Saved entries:
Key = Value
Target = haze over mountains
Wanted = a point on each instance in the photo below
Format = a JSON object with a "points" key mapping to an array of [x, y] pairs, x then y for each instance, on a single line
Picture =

### What to work on
Working from the entries above, return all lines that contain "each".

### Result below
Wanted = a point on each instance in the photo below
Format = a JSON object with a "points" key mapping to an array of [x, y] pairs, x then y for each instance, on a single line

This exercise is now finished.